Rewrite the listing below as a Markdown table with the columns Entry and Text, one numbered row per line. Begin at the start of the listing, stop after the line containing "point(139, 254)", and leave out blank lines and pictures.

*Entries supplied*

# # # # #

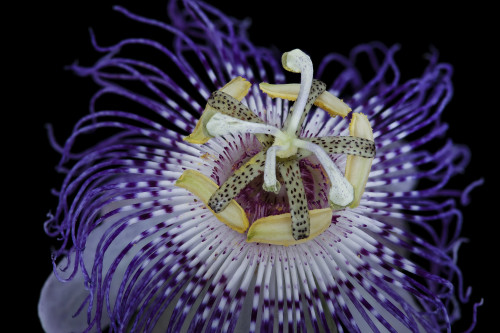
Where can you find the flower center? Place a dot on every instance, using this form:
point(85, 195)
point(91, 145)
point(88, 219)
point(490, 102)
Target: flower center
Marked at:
point(282, 149)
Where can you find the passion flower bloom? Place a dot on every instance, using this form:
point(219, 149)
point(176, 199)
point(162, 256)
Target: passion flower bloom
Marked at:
point(227, 200)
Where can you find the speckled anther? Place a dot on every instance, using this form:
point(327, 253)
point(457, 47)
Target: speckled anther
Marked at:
point(282, 149)
point(297, 201)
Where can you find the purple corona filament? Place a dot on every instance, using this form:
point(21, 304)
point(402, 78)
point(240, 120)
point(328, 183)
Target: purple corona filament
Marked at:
point(139, 254)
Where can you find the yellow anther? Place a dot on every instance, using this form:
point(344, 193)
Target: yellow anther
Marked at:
point(277, 229)
point(328, 102)
point(237, 88)
point(203, 187)
point(358, 168)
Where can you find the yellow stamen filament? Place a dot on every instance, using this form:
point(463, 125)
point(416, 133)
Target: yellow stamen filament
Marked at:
point(328, 102)
point(277, 229)
point(358, 168)
point(203, 187)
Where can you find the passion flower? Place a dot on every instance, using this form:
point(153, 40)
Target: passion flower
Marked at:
point(231, 210)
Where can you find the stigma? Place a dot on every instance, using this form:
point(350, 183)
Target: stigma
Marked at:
point(282, 150)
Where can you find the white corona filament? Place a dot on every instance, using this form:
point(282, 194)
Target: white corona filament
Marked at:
point(341, 191)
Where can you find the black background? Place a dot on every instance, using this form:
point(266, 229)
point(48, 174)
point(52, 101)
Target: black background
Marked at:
point(47, 36)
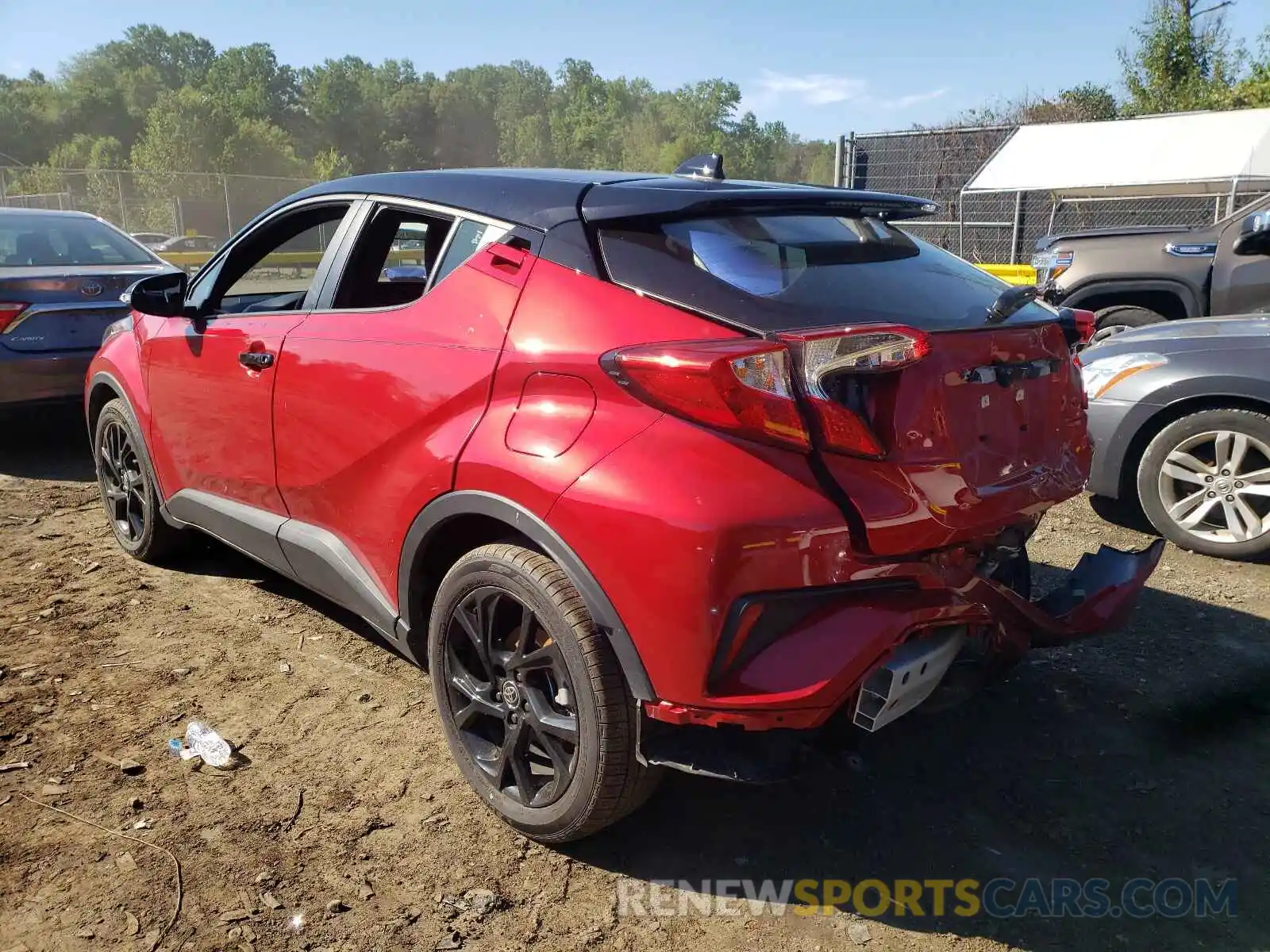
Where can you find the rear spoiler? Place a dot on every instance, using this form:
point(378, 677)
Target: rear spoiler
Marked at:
point(690, 200)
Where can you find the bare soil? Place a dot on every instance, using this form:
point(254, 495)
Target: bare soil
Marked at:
point(1138, 754)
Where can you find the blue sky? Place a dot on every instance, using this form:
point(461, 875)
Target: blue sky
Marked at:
point(822, 67)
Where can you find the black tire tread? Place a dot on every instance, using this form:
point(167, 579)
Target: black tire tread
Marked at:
point(164, 539)
point(1100, 317)
point(625, 784)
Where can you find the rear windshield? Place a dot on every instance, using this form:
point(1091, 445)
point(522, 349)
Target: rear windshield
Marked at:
point(46, 240)
point(791, 272)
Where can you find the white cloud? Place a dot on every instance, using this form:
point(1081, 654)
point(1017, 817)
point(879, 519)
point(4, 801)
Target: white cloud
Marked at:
point(912, 99)
point(825, 89)
point(813, 88)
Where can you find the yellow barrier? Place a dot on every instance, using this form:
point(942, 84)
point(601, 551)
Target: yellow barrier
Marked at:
point(1014, 273)
point(281, 259)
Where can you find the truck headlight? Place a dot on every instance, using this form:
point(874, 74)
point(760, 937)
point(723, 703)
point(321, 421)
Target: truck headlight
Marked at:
point(1100, 374)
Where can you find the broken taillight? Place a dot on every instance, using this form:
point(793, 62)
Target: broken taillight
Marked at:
point(825, 355)
point(740, 386)
point(10, 313)
point(746, 387)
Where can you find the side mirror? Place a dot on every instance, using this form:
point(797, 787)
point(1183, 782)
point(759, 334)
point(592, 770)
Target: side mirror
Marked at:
point(160, 295)
point(1254, 235)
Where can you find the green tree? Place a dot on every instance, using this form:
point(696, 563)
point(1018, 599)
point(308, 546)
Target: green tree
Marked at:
point(249, 84)
point(1181, 59)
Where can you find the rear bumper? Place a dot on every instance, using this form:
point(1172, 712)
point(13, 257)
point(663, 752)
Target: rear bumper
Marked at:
point(800, 674)
point(29, 378)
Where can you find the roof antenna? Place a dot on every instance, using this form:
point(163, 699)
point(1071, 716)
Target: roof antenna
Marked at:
point(702, 167)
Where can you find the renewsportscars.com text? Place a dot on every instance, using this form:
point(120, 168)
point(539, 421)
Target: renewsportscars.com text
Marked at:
point(1000, 898)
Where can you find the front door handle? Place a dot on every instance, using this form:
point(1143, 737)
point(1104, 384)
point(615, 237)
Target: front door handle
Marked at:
point(256, 359)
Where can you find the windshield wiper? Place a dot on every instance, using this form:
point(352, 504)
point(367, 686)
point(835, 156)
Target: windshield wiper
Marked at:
point(1010, 301)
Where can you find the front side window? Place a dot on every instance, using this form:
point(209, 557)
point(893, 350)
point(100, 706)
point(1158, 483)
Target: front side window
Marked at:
point(393, 258)
point(470, 238)
point(273, 267)
point(50, 241)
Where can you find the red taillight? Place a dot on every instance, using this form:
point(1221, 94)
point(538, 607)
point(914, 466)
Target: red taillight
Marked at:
point(740, 386)
point(10, 313)
point(868, 349)
point(1083, 324)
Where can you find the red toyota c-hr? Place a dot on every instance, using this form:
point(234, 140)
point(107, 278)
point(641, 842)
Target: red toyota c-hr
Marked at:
point(647, 470)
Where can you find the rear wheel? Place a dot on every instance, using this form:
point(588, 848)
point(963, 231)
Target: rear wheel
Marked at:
point(533, 701)
point(127, 488)
point(1113, 321)
point(1204, 482)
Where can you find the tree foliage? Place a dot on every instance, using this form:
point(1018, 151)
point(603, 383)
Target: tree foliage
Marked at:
point(171, 103)
point(168, 105)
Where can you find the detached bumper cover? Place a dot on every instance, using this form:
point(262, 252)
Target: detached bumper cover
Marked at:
point(1098, 597)
point(823, 658)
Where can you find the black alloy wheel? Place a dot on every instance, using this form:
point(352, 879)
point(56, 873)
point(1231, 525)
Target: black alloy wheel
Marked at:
point(531, 697)
point(129, 492)
point(511, 696)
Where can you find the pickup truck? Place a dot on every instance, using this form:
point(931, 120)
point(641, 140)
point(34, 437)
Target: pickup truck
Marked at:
point(1134, 277)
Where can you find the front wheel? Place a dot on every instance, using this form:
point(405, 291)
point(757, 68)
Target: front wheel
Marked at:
point(1113, 321)
point(1204, 482)
point(533, 701)
point(129, 492)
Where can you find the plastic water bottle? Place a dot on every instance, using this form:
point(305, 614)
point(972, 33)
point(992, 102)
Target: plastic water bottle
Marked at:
point(202, 742)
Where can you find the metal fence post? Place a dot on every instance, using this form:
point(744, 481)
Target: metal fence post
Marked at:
point(229, 215)
point(124, 209)
point(1014, 235)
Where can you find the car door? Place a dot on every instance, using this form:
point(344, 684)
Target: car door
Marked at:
point(380, 387)
point(210, 378)
point(1241, 283)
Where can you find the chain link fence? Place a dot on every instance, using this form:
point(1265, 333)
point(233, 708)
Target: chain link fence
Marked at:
point(1000, 228)
point(168, 203)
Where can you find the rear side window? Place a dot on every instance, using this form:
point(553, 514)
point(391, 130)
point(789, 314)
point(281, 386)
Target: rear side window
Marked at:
point(791, 272)
point(44, 240)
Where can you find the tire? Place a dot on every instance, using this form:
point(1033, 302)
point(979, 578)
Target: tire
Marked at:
point(1111, 321)
point(124, 467)
point(1200, 505)
point(540, 640)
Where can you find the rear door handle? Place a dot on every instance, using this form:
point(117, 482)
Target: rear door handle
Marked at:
point(507, 255)
point(256, 359)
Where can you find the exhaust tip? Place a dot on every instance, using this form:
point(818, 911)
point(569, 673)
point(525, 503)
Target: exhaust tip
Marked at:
point(907, 678)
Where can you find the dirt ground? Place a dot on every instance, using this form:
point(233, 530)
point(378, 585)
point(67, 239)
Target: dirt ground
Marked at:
point(1140, 754)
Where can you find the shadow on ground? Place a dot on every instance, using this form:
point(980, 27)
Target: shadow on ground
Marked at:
point(1137, 755)
point(46, 443)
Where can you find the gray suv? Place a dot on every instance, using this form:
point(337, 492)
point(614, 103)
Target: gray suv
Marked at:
point(1134, 277)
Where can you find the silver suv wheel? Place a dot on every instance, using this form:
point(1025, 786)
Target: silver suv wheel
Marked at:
point(1216, 486)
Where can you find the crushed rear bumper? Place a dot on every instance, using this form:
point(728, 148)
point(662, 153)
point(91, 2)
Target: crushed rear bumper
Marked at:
point(829, 644)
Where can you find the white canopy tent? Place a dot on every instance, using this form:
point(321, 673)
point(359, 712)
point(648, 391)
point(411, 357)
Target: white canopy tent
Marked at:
point(1181, 154)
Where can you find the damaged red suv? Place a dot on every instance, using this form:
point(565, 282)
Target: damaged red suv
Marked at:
point(648, 470)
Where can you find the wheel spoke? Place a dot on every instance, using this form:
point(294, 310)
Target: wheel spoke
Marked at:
point(1179, 509)
point(514, 757)
point(1183, 466)
point(110, 470)
point(1198, 514)
point(1230, 450)
point(539, 659)
point(1235, 522)
point(545, 721)
point(473, 625)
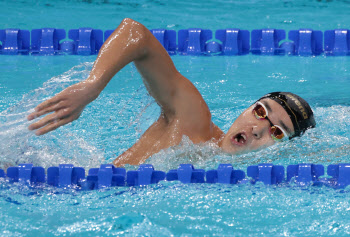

# # # # #

*Reply to the task*
| Entry | Text |
|---|---|
| 1 | Where can you find the flower center? Place a dot on every instance, using this form: |
| 2 | point(85, 195) |
| 3 | point(91, 145) |
| 4 | point(88, 219) |
| 5 | point(490, 102) |
| 6 | Target: flower center |
| 7 | Marked at: |
| 8 | point(282, 149) |
| 9 | Where can you find the passion flower bloom? Place a dot on every instance, using this form: |
| 10 | point(219, 149) |
| 11 | point(176, 199) |
| 12 | point(162, 256) |
| 13 | Target: passion flower bloom |
| 14 | Marked at: |
| 15 | point(227, 200) |
| 16 | Where can you find the speckled anther? Place a dot on every instance, using this form: |
| 17 | point(327, 253) |
| 18 | point(457, 47) |
| 19 | Target: speckled anther |
| 20 | Marked at: |
| 21 | point(282, 149) |
| 22 | point(297, 201) |
| 23 | Where can you find the purple corona filament? Place a dot on every instance, using this form: |
| 24 | point(21, 304) |
| 25 | point(402, 78) |
| 26 | point(240, 120) |
| 27 | point(328, 183) |
| 28 | Target: purple corona filament |
| 29 | Marked at: |
| 30 | point(139, 254) |